Task description:
Write every line below out again, exactly as given, but leave out the pictures.

[Saved data entries]

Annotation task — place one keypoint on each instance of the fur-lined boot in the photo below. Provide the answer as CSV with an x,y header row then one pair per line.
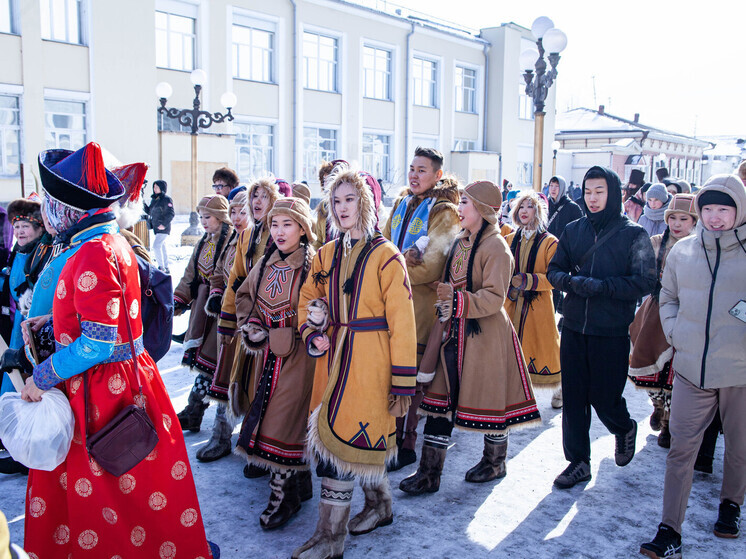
x,y
190,417
492,464
328,542
427,477
284,502
219,444
377,509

Expected answer:
Annotation task — place one keypoint on each instance of the fur-lined boot in the photo below. Provide the answer as CSV with an x,y header row then one pair per line.
x,y
190,417
492,464
328,542
427,477
284,502
219,444
377,509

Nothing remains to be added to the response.